_Input data:_

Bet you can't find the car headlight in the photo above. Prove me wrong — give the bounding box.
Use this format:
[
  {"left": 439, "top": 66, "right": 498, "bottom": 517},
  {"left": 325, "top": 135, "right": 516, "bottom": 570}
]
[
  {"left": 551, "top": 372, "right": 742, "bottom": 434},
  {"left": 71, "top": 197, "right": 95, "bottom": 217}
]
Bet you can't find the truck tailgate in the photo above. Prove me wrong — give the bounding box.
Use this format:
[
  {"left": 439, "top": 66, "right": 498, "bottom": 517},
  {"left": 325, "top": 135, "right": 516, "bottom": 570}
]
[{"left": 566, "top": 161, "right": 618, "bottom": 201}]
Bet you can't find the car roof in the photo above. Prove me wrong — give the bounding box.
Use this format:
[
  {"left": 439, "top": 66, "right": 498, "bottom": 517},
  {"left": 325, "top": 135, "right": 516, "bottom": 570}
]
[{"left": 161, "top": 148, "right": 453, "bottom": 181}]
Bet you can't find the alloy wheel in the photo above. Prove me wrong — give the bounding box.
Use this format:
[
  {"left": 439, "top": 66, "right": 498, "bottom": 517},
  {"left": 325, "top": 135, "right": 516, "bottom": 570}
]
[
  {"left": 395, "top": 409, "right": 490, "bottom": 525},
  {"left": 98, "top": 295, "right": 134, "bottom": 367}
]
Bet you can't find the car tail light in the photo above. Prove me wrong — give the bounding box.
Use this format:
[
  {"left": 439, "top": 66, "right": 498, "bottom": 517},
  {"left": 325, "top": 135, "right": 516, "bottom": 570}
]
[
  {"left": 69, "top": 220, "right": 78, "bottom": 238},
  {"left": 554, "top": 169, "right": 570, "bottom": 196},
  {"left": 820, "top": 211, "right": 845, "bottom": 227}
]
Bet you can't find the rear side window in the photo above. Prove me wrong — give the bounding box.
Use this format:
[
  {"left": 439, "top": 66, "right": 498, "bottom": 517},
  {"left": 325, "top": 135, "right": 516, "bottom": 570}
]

_Task to complete:_
Scan the data above for the word "photo" and report every line where it is found.

_Reply:_
Bet you can't find the car headlight in the photo above. Prove me wrong — give the bounding box.
Bet you can't find the truck tailgate in the photo above. Prove me wrong — give the bounding box.
Bet you can't find the car roof in the photo above. Prove me wrong — give the bounding box.
Bet you can't find the alloy wheel in the photo above. Prove me wrong — give the bounding box.
Bet you can't find the car tail light in the photo above. Prove me wrong — give the bounding box.
Bet you can't find the rear side window in the photo above. Prove me wrong — give the bounding box.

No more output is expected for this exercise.